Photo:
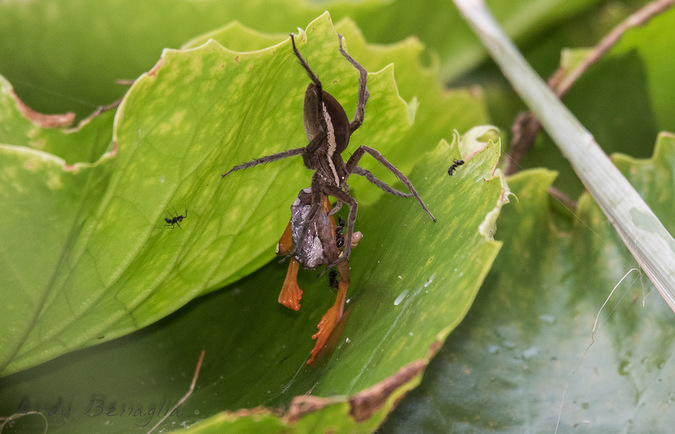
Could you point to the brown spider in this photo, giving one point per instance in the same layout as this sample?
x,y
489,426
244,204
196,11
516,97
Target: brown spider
x,y
328,130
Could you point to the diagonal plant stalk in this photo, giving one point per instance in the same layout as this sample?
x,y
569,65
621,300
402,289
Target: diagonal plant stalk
x,y
641,231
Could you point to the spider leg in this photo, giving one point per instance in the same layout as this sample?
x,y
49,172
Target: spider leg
x,y
342,196
363,90
266,159
356,156
317,83
372,178
304,64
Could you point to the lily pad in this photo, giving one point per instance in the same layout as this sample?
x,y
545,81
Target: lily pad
x,y
526,354
119,266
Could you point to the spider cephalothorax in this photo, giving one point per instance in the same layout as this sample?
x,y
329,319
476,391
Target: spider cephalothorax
x,y
328,130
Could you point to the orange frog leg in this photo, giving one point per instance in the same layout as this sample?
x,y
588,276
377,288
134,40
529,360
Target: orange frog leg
x,y
291,293
333,315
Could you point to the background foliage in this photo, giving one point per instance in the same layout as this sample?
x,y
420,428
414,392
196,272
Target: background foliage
x,y
507,365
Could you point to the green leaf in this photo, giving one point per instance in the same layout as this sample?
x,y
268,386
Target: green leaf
x,y
68,72
523,345
404,300
109,265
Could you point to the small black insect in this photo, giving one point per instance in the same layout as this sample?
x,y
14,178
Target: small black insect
x,y
332,279
455,165
339,236
175,220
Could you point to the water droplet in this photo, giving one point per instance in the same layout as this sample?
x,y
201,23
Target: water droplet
x,y
548,319
624,367
530,352
400,298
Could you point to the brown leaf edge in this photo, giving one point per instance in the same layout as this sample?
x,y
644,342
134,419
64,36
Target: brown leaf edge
x,y
363,405
61,120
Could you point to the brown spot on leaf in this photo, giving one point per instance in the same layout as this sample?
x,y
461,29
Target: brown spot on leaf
x,y
305,404
154,69
366,403
43,120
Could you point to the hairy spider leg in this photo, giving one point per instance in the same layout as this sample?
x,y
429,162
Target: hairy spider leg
x,y
314,144
356,156
358,170
266,159
363,90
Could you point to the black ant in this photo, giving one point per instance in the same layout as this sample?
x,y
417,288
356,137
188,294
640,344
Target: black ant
x,y
332,279
339,236
173,221
455,165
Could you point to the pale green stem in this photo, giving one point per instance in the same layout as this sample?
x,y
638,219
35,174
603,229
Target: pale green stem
x,y
644,235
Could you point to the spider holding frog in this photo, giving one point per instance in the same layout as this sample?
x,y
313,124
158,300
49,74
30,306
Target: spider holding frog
x,y
311,237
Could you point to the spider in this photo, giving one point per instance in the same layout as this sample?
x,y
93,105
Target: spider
x,y
455,165
328,130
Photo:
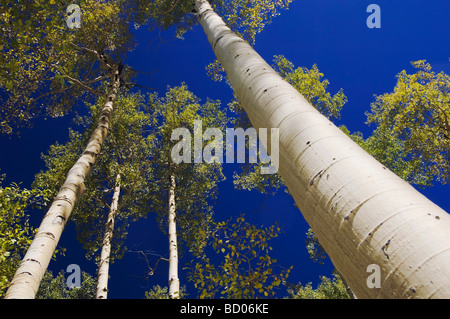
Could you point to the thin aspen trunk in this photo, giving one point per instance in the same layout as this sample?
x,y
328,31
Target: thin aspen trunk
x,y
28,276
174,282
103,269
362,213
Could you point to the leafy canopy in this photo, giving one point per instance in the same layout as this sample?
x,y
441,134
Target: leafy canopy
x,y
414,121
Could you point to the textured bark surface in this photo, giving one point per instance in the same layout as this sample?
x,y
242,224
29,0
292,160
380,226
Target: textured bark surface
x,y
174,282
361,213
103,269
28,276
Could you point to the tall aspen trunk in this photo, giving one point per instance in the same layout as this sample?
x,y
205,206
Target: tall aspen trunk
x,y
363,215
103,269
28,276
174,282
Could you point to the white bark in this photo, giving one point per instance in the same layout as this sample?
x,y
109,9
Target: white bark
x,y
103,269
174,282
361,213
28,276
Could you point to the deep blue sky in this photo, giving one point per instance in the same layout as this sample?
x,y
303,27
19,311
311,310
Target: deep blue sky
x,y
330,33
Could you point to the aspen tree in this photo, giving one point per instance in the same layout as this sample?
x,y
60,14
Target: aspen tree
x,y
361,212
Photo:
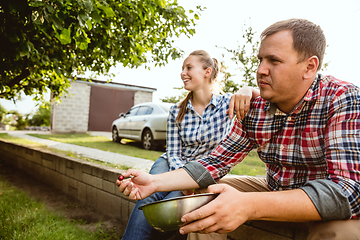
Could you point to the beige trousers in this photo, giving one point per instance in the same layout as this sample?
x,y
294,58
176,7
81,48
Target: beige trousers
x,y
332,230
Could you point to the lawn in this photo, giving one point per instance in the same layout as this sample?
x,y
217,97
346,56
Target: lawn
x,y
251,165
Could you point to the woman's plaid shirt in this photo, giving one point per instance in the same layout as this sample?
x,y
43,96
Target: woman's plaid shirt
x,y
196,136
319,139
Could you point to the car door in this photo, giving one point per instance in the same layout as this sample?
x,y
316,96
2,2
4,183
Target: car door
x,y
124,124
139,120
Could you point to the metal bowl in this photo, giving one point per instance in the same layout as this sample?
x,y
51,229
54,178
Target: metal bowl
x,y
165,215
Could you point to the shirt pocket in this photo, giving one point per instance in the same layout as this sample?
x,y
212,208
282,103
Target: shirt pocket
x,y
312,146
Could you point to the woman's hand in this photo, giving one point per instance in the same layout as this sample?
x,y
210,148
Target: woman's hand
x,y
240,101
139,186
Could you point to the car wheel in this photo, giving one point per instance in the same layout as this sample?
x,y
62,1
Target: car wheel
x,y
115,135
148,140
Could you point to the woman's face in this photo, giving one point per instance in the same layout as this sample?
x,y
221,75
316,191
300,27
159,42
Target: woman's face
x,y
193,74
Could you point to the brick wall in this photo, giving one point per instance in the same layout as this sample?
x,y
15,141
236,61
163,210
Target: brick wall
x,y
94,185
72,114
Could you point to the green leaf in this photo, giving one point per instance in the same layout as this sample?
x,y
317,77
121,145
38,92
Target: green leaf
x,y
108,11
65,36
83,45
95,15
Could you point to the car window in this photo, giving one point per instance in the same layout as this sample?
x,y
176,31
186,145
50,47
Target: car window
x,y
144,110
132,112
166,107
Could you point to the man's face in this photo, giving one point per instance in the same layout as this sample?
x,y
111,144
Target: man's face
x,y
279,75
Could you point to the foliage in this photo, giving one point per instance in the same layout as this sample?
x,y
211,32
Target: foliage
x,y
3,112
245,57
41,116
46,43
175,99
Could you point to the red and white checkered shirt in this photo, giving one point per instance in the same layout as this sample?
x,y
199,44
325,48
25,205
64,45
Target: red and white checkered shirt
x,y
319,139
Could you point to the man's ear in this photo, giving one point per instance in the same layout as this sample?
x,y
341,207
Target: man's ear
x,y
311,67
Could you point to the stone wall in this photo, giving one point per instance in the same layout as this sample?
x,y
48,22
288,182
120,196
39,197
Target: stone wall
x,y
94,185
72,114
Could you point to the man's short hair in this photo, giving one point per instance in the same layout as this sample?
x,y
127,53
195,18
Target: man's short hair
x,y
309,39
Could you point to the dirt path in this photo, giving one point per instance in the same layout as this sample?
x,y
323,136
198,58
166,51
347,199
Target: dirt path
x,y
57,201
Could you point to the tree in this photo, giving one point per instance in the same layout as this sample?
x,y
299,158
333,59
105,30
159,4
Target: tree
x,y
3,113
45,43
245,58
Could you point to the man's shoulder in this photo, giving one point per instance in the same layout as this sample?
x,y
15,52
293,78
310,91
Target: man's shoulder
x,y
330,83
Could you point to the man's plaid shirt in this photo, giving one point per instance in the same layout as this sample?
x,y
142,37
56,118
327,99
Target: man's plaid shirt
x,y
319,139
196,136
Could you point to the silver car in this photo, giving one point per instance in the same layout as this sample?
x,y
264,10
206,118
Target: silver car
x,y
145,123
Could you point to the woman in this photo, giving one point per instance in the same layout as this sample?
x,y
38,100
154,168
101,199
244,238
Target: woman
x,y
195,127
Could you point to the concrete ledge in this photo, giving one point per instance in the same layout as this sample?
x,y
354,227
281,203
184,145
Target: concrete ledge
x,y
94,185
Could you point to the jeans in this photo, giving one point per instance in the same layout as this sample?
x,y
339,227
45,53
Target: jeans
x,y
137,227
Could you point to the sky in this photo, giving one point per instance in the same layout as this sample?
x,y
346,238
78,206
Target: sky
x,y
222,24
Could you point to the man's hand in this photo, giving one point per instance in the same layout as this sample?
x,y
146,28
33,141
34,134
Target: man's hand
x,y
232,208
139,186
224,214
240,102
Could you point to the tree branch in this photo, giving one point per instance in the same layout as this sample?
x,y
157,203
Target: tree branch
x,y
16,80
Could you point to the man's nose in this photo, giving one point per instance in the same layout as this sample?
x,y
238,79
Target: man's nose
x,y
263,69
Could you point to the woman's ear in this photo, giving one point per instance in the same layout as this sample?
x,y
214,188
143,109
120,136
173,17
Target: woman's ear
x,y
311,67
208,72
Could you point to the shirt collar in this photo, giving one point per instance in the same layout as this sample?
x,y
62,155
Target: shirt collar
x,y
215,101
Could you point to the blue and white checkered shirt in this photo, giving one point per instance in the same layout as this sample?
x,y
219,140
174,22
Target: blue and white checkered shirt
x,y
196,136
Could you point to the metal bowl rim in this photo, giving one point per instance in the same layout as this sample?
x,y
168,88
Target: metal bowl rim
x,y
178,198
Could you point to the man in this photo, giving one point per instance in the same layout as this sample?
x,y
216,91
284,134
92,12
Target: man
x,y
306,128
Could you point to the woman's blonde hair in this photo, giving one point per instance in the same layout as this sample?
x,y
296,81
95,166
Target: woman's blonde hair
x,y
207,62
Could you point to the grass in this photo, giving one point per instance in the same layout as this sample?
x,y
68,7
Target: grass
x,y
24,218
251,165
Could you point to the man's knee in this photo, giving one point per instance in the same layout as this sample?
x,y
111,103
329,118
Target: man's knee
x,y
335,230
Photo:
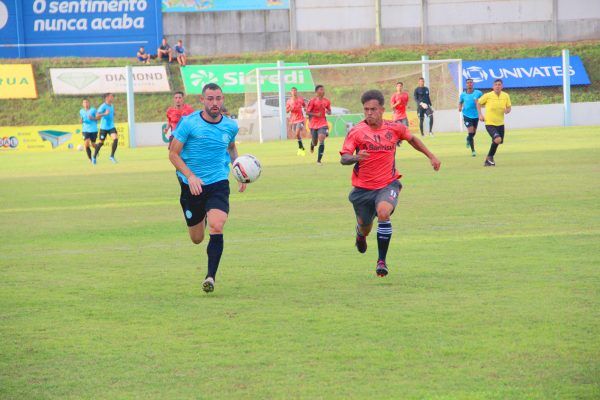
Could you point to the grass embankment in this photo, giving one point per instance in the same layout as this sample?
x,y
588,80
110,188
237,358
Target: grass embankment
x,y
49,109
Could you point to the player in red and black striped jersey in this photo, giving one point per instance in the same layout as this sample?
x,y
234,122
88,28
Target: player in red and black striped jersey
x,y
295,106
174,113
371,147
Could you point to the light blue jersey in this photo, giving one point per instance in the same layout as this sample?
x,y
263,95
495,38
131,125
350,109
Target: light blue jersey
x,y
88,124
205,146
108,121
468,101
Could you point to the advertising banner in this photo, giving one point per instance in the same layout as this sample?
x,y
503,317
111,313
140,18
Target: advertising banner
x,y
77,81
51,138
524,72
17,82
223,5
78,28
239,78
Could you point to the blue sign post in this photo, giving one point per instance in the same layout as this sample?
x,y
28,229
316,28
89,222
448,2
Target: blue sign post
x,y
83,28
524,72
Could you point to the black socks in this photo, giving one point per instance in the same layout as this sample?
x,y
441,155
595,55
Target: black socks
x,y
384,235
214,250
321,151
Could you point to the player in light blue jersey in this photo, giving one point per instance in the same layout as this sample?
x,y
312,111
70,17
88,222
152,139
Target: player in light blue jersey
x,y
467,104
89,126
203,146
107,126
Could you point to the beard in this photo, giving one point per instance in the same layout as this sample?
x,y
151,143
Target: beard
x,y
213,113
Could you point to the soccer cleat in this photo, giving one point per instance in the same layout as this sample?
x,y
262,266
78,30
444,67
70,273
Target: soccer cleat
x,y
381,269
361,243
208,285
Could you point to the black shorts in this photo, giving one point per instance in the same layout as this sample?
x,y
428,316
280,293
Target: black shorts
x,y
422,111
106,132
90,135
365,201
403,121
213,196
495,131
320,131
471,122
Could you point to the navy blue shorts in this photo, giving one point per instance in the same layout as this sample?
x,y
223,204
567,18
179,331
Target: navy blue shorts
x,y
365,201
105,132
213,196
90,135
471,122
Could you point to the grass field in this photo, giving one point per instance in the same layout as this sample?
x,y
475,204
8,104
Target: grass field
x,y
494,289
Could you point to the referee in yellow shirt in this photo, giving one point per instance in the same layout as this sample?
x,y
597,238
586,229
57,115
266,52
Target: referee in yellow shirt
x,y
496,103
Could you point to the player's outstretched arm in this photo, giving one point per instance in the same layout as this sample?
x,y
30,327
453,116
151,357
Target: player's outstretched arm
x,y
420,146
233,154
194,182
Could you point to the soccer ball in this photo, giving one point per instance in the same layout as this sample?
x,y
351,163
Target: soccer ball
x,y
246,168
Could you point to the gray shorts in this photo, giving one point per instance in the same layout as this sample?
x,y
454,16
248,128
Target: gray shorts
x,y
365,201
297,125
316,132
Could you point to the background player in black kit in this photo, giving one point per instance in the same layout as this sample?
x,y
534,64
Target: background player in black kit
x,y
423,100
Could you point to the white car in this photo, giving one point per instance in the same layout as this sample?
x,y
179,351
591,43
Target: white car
x,y
270,108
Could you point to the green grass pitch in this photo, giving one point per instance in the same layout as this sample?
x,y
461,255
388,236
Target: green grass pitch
x,y
493,292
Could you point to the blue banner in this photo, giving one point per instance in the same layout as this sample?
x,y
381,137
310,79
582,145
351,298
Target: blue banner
x,y
524,72
83,28
223,5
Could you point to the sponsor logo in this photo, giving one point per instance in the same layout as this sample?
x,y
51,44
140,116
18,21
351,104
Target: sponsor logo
x,y
78,79
524,72
11,142
240,78
17,82
202,78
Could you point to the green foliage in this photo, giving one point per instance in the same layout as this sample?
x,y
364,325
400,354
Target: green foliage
x,y
49,109
494,289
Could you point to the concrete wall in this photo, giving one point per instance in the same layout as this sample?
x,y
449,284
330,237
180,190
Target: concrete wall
x,y
342,24
229,32
526,117
521,117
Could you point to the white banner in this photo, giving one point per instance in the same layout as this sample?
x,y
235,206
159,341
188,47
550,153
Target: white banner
x,y
76,81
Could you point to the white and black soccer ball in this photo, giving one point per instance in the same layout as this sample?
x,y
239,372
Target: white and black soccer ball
x,y
246,168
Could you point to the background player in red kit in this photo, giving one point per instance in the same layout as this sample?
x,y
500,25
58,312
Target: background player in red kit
x,y
174,113
371,147
399,102
317,109
295,106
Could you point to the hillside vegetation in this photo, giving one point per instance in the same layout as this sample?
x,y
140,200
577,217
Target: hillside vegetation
x,y
50,109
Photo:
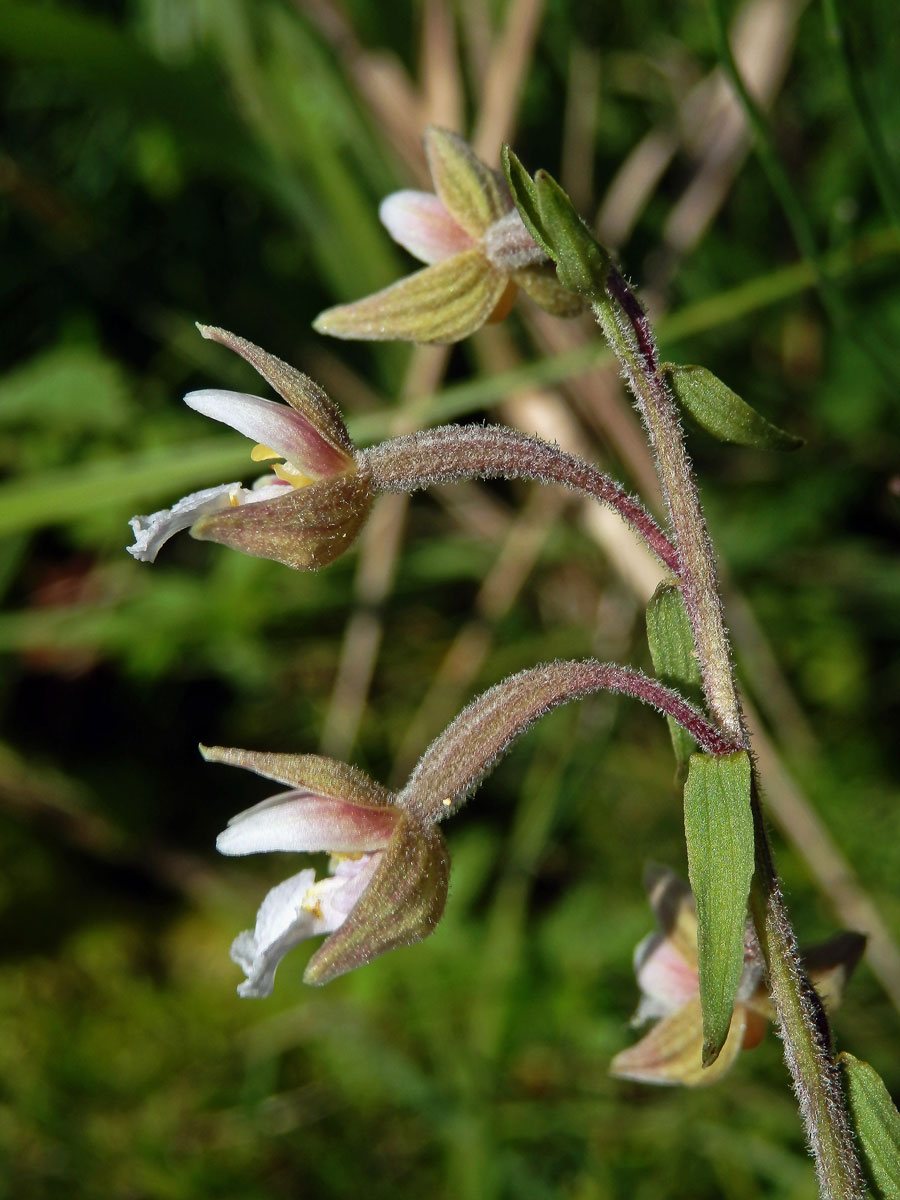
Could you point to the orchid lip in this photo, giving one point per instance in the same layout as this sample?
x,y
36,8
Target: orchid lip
x,y
154,531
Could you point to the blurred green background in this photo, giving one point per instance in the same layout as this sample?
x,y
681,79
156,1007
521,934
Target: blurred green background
x,y
169,161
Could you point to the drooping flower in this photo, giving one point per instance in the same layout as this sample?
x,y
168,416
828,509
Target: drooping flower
x,y
309,509
666,967
388,876
388,873
478,251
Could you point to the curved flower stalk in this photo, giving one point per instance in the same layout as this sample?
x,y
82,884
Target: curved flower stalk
x,y
666,967
309,509
478,251
388,874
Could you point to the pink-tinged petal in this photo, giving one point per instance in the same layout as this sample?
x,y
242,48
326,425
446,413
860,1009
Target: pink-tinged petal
x,y
294,911
672,901
472,193
154,531
666,981
274,425
423,226
298,389
672,1051
439,304
300,821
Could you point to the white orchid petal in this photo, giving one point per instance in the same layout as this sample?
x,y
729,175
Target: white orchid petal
x,y
282,923
301,821
262,420
509,246
154,531
423,226
293,911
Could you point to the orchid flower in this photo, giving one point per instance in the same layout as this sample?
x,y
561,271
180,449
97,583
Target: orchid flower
x,y
478,251
307,510
666,967
388,871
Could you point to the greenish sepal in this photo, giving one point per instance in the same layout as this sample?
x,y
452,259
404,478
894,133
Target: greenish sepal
x,y
876,1122
723,413
719,828
582,263
675,660
401,905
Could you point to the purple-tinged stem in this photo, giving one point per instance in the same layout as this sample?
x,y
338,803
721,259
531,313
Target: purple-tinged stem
x,y
802,1020
457,760
628,331
454,453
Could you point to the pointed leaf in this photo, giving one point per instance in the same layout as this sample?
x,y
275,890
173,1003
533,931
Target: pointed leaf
x,y
469,191
402,904
675,660
719,828
582,263
306,528
723,413
442,304
525,193
672,1051
876,1122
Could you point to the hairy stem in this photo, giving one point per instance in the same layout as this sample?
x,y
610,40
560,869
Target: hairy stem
x,y
804,1031
802,1019
629,334
454,453
460,757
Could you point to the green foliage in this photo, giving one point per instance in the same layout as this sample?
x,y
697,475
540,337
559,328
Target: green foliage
x,y
719,829
723,413
877,1125
172,161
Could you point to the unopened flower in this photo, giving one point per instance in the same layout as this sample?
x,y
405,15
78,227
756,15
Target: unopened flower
x,y
307,510
666,966
478,251
388,871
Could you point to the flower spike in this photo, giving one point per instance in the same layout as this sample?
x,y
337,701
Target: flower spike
x,y
666,967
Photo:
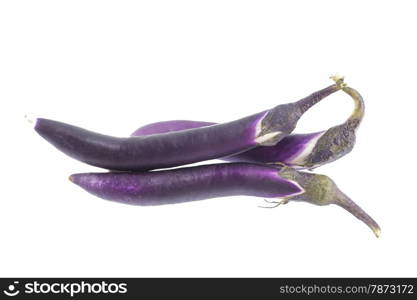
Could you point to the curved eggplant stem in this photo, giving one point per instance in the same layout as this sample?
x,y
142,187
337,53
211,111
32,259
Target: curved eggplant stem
x,y
359,111
344,201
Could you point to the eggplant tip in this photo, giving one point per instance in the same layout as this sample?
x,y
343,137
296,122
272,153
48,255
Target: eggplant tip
x,y
339,80
377,231
29,120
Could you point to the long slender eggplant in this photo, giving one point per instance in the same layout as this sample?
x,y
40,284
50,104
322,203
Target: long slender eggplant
x,y
183,147
309,150
219,180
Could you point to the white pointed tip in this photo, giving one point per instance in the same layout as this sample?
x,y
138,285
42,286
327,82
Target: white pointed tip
x,y
30,120
377,231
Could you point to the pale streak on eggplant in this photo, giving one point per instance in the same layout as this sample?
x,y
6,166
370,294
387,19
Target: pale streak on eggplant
x,y
321,190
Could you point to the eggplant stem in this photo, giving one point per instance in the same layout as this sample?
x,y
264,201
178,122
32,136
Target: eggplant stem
x,y
345,202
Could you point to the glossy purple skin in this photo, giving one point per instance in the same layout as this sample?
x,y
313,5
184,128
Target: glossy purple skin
x,y
178,148
187,184
153,151
284,151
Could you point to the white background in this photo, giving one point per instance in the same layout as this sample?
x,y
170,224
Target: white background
x,y
112,66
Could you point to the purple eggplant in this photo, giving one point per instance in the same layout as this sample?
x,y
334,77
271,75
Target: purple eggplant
x,y
182,147
309,150
219,180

• What to do: What you return must be an exact retyping of the lines above starting at the line with "Could you point to the dirt" and ending at the line with "Could you point to the jeans", and nothing besides.

• Solution:
Could you point to the dirt path in this photo, giving one point per instance in the same layout as this sample?
x,y
323,136
198,58
166,51
347,199
Target: dirt path
x,y
57,201
Could you point to the tree in this photo, giving one point per instance in the same layout as this sample?
x,y
299,158
333,59
105,30
159,4
Target: tree
x,y
3,113
45,43
245,58
Could you point to the man's shoulder in this photo, giving one point per instance in the same layout as this sample?
x,y
15,52
293,78
310,91
Target: man's shoulder
x,y
330,83
Could you point to the man's plaid shirt in this photo, giving one point per instance in the same layout as this sample?
x,y
142,37
56,118
327,99
Target: man's plaid shirt
x,y
319,139
196,136
Could you point to the silver car in this photo, giving one point per instance in the same layout as this sample?
x,y
264,10
206,118
Target: silver car
x,y
145,123
Could you point to the woman in this photo, giving one point per instance in the same layout as this sample?
x,y
38,100
154,168
101,199
244,238
Target: woman
x,y
195,127
Could you point to the concrete ledge in this photo, giving one point per instance in the same layout as this sample?
x,y
354,227
281,203
184,145
Target: concrete ledge
x,y
94,185
Could you point to the jeans in this photo, giving one point per instance in the same layout as this sample?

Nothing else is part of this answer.